[Rows from a box labeling dataset]
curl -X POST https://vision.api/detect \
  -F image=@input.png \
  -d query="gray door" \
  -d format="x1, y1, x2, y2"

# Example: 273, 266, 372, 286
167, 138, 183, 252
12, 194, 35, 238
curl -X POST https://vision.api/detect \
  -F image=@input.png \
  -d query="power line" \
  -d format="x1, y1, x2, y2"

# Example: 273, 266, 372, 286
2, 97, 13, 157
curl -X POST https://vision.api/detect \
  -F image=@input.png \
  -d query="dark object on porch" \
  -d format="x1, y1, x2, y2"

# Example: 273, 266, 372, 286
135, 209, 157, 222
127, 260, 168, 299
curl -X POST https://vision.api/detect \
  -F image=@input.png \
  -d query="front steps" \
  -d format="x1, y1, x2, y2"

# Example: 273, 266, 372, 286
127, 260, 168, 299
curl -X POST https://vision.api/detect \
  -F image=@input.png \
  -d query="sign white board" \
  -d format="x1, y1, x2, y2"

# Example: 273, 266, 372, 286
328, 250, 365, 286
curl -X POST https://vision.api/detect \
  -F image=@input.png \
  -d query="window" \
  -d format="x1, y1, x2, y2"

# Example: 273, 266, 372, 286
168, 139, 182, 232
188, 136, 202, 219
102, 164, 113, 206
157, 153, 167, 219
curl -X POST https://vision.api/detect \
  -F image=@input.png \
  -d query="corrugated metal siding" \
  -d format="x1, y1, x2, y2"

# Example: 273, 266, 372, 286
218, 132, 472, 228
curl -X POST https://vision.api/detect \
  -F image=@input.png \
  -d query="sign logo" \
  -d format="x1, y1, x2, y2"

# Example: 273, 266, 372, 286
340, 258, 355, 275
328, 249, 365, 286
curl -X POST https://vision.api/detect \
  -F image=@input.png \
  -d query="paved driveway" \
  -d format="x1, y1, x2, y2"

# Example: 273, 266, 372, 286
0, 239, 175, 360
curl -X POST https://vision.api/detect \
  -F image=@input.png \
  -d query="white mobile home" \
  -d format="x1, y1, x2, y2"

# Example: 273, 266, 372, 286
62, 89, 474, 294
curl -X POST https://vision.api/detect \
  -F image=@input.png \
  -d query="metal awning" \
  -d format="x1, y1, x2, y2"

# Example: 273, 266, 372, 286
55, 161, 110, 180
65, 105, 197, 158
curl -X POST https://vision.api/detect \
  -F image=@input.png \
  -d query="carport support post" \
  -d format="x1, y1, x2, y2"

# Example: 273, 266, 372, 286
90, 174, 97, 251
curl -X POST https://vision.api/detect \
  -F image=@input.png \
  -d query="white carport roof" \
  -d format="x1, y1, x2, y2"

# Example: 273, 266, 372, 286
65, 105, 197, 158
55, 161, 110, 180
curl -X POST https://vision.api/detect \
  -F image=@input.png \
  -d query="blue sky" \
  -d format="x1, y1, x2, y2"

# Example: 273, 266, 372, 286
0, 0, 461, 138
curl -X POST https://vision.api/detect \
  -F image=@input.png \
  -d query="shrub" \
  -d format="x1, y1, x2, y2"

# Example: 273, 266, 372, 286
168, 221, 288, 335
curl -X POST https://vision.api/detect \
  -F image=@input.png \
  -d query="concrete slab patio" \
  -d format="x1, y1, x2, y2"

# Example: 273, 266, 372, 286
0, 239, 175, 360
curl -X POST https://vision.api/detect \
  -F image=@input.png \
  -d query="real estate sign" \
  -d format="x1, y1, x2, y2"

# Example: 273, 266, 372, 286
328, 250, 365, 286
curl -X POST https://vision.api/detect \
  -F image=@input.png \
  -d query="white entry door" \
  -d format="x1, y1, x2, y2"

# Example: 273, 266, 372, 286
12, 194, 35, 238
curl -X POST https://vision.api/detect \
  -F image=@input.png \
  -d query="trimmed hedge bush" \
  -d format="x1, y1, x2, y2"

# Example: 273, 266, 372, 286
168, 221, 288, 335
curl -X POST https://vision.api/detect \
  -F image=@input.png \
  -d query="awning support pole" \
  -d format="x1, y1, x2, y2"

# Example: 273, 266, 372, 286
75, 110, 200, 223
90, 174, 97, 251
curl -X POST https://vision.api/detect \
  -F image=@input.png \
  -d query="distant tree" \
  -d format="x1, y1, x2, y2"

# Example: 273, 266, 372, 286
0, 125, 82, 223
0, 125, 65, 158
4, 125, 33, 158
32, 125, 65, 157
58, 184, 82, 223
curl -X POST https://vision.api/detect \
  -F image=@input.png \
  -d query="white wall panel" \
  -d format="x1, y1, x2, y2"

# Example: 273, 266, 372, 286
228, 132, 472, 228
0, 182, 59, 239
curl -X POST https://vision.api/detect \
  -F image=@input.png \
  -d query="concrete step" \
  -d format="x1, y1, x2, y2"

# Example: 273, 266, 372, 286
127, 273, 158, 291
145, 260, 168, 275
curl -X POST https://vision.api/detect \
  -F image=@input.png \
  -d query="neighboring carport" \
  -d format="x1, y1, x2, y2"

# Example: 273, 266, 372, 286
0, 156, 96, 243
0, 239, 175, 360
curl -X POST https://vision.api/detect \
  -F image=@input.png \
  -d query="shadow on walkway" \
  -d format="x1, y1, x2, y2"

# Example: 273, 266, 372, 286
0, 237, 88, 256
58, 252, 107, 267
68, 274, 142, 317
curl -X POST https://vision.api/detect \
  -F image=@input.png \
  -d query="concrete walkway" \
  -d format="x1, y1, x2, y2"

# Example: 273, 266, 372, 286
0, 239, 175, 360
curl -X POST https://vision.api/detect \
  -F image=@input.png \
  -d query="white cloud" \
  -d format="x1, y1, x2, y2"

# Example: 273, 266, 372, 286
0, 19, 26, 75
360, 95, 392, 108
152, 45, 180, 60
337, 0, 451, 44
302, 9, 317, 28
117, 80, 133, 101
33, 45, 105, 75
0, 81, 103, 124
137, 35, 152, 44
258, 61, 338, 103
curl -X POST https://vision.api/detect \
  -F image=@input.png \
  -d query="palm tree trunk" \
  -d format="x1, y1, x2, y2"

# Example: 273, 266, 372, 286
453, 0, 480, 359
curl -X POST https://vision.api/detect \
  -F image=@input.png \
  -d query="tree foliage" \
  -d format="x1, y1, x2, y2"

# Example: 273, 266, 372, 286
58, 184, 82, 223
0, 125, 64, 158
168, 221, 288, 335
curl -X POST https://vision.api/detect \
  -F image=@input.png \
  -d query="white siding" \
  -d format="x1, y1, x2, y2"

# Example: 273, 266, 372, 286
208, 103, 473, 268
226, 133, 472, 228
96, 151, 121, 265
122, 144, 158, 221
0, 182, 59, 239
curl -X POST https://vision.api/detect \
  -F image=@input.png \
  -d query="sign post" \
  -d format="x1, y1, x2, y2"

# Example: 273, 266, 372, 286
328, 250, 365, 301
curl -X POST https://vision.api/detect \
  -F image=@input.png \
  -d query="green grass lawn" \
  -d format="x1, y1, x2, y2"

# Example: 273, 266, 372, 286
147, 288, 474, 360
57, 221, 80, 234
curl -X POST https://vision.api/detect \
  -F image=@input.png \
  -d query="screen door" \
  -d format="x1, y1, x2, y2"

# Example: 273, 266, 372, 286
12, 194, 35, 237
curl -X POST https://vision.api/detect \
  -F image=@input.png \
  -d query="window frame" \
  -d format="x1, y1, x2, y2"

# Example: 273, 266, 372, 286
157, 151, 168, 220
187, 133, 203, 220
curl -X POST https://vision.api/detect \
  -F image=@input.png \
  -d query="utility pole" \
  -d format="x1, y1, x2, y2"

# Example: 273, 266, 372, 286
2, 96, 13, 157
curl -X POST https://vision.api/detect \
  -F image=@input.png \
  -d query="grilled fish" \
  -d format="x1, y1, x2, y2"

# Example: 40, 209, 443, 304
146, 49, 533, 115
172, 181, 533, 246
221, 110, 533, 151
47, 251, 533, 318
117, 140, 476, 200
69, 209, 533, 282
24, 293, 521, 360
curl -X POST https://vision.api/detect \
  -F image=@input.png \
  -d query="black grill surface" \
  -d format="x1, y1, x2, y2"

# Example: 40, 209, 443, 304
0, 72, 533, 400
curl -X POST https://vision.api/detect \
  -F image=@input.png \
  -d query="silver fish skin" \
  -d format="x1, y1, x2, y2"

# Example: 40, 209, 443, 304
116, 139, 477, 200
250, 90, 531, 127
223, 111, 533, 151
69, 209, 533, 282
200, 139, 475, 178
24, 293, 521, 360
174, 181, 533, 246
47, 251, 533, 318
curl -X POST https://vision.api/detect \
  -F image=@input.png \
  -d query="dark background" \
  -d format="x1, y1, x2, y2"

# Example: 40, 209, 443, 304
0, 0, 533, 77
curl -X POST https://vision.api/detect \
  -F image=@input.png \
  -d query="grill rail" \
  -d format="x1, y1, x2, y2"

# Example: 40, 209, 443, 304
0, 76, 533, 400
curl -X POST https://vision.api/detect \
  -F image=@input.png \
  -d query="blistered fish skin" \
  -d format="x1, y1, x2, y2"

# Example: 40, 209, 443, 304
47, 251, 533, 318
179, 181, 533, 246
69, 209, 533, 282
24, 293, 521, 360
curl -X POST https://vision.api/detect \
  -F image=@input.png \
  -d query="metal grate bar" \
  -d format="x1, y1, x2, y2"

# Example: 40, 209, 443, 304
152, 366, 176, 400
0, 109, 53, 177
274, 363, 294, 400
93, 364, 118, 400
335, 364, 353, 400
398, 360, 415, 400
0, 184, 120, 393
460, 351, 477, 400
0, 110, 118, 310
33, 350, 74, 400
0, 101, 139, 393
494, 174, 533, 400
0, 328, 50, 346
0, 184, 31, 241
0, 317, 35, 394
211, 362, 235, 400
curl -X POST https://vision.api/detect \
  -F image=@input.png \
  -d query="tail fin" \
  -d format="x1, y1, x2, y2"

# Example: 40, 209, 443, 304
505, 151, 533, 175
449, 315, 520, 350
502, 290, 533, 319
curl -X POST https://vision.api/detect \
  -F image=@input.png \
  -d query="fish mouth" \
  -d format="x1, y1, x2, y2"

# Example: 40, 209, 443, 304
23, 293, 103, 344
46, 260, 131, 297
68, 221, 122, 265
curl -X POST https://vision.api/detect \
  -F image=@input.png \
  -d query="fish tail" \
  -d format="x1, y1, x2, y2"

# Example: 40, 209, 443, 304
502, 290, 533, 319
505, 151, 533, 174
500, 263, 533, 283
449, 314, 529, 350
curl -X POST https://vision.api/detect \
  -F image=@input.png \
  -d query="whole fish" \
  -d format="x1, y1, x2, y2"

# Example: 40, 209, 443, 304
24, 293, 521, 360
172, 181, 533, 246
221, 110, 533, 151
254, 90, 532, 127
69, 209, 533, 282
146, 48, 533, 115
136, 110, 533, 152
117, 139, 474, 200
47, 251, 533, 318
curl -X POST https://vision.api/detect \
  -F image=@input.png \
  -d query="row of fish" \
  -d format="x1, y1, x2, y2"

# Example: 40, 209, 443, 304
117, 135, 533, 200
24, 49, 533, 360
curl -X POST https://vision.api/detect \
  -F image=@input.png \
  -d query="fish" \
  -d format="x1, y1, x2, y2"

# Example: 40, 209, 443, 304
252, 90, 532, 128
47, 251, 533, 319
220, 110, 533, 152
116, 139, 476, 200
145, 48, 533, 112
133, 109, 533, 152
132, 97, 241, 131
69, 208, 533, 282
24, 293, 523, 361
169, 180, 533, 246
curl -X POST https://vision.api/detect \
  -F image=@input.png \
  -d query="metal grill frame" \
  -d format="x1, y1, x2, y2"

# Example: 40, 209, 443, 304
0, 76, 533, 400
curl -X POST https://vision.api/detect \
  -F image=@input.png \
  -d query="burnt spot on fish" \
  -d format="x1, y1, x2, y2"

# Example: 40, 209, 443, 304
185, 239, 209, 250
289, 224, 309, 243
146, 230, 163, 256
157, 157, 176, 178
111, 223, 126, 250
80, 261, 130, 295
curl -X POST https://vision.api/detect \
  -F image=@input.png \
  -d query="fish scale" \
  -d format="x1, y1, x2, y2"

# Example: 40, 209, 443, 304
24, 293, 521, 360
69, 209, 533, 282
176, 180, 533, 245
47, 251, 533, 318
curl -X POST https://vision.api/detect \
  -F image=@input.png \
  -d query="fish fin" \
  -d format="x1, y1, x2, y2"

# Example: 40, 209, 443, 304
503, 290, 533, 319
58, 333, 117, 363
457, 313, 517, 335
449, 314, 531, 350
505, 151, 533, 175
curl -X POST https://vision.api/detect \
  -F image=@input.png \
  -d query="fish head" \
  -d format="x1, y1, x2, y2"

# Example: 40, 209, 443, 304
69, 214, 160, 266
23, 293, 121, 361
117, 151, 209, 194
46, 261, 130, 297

§ **What the task asks**
Reproduce the stretch of the records from the very beginning through the line that contains "157, 153, 167, 219", keeping every character unchanged.

§ **Written answer**
curl -X POST https://vision.api/detect \
  -F image=@input.png \
  -d query="gray door" \
  -d format="x1, y1, x2, y2"

# Example: 273, 266, 372, 286
167, 138, 183, 252
12, 194, 35, 238
curl -X POST https://vision.api/detect \
  -F image=@input.png \
  -d query="power line" \
  -d format="x1, y1, x2, y2"

# Example: 273, 266, 372, 286
2, 97, 13, 157
curl -X POST https://vision.api/detect \
  -F image=@input.png \
  -d query="dark object on porch" \
  -d format="x1, y1, x2, y2"

# Example: 273, 266, 372, 286
135, 209, 157, 222
127, 260, 168, 299
curl -X POST https://vision.api/detect \
  -F image=@input.png \
  -d query="front steps" \
  -d format="x1, y1, x2, y2"

# Example: 273, 266, 372, 286
127, 260, 168, 299
curl -X POST https://vision.api/detect \
  -F image=@input.png \
  -d query="sign white board" \
  -d format="x1, y1, x2, y2"

# Example: 273, 266, 372, 286
328, 250, 365, 286
curl -X POST https://vision.api/detect \
  -F image=@input.png \
  -d query="window" \
  -d format="x1, y1, x2, y2"

# Example: 273, 266, 372, 286
168, 139, 182, 232
188, 136, 202, 219
102, 164, 113, 206
157, 153, 167, 219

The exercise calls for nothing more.